# Text extract start

- Directed by: P. Subramaniam
- Written by: Sree
- Screenplay by: Sree
- Produced by: P. Subramaniam
- Starring: Sathyan Rajasree K. V. Shanthi Jayabharathi
- Cinematography: E. N. C. Nair
- Edited by: N. Gopalakrishnan
- Music by: G. Devarajan
- Production company: Neela Productions
- Distributed by: Neela
- Release date: 1969;
- Country: India
- Language: Malayalam

= Urangatha Sundary =

Urangatha Sundari is a 1969 Indian Malayalam-language romantic psychological thriller film directed and produced by P. Subramaniam. It is a remake of Alfred Hitchcock's film Rebecca (1940). The film stars Sathyan, Rajasree, K. V. Shanthi and Jayabharathi in the lead roles. The film had musical score by G. Devarajan.

==Plot==
Prabhavathi meets rich Vikraman Karthavu and they both fall in love and get married. Vikraman brings Prabhavathi to his home - A huge imposing mansion in the middle of Moors. Prabhavathi learns from servants about Vikraman's first wife Vilasini who died in mysterious circumstances about a year ago. The housekeeper who was also the nanny of Vilasini is visibly disturbed by this and is cold towards Prabhavathi. Vikraman leaves on a business trip for a few weeks and Prabavathi is left to herself. This is when she encounters supernatural phenomena in the mansion and is haunted by the memories and spirit of Vilasini. Recovering from shock, Prabavathi decides to do her own investigation of Vilasini's mysterious death. One by one she uncovers shocking dark secrets about Vilasini, Vikraman and various other people.

# Text extract end
# Raw data start

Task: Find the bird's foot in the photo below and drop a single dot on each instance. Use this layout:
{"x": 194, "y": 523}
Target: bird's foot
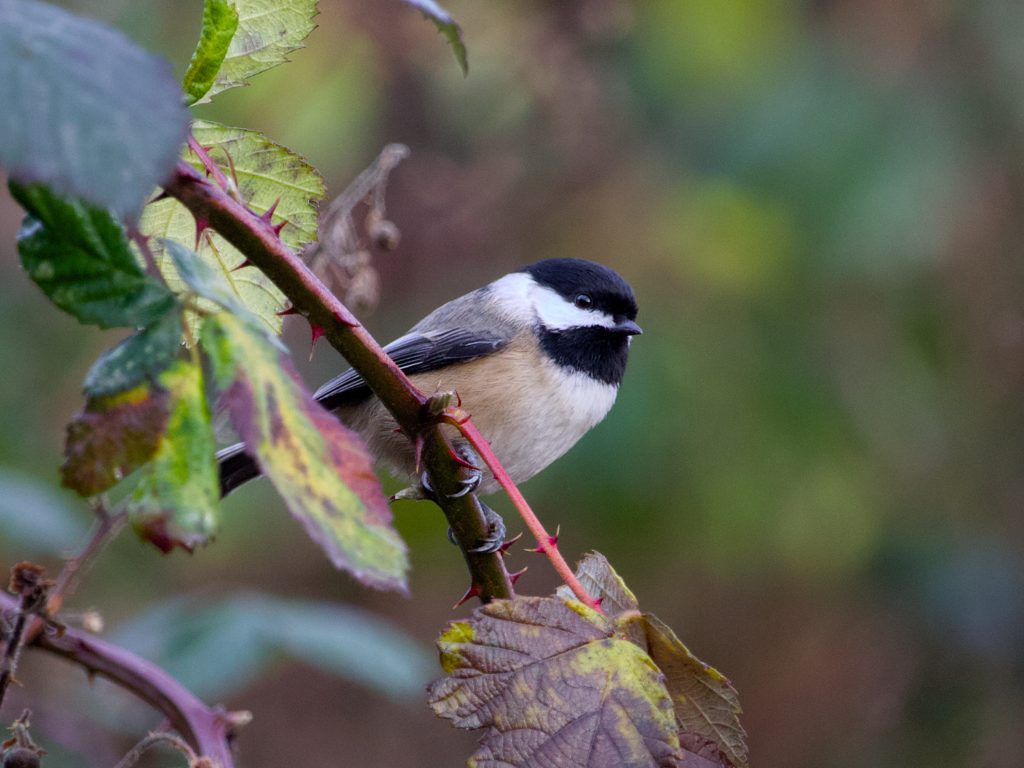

# Raw data end

### Exercise directions
Print the entire text on the 1969 Malayalam film again, without any change.

### Output below
- Directed by: P. Subramaniam
- Written by: Sree
- Screenplay by: Sree
- Produced by: P. Subramaniam
- Starring: Sathyan Rajasree K. V. Shanthi Jayabharathi
- Cinematography: E. N. C. Nair
- Edited by: N. Gopalakrishnan
- Music by: G. Devarajan
- Production company: Neela Productions
- Distributed by: Neela
- Release date: 1969;
- Country: India
- Language: Malayalam

= Urangatha Sundary =

Urangatha Sundari is a 1969 Indian Malayalam-language romantic psychological thriller film directed and produced by P. Subramaniam. It is a remake of Alfred Hitchcock's film Rebecca (1940). The film stars Sathyan, Rajasree, K. V. Shanthi and Jayabharathi in the lead roles. The film had musical score by G. Devarajan.

==Plot==
Prabhavathi meets rich Vikraman Karthavu and they both fall in love and get married. Vikraman brings Prabhavathi to his home - A huge imposing mansion in the middle of Moors. Prabhavathi learns from servants about Vikraman's first wife Vilasini who died in mysterious circumstances about a year ago. The housekeeper who was also the nanny of Vilasini is visibly disturbed by this and is cold towards Prabhavathi. Vikraman leaves on a business trip for a few weeks and Prabavathi is left to herself. This is when she encounters supernatural phenomena in the mansion and is haunted by the memories and spirit of Vilasini. Recovering from shock, Prabavathi decides to do her own investigation of Vilasini's mysterious death. One by one she uncovers shocking dark secrets about Vilasini, Vikraman and various other people.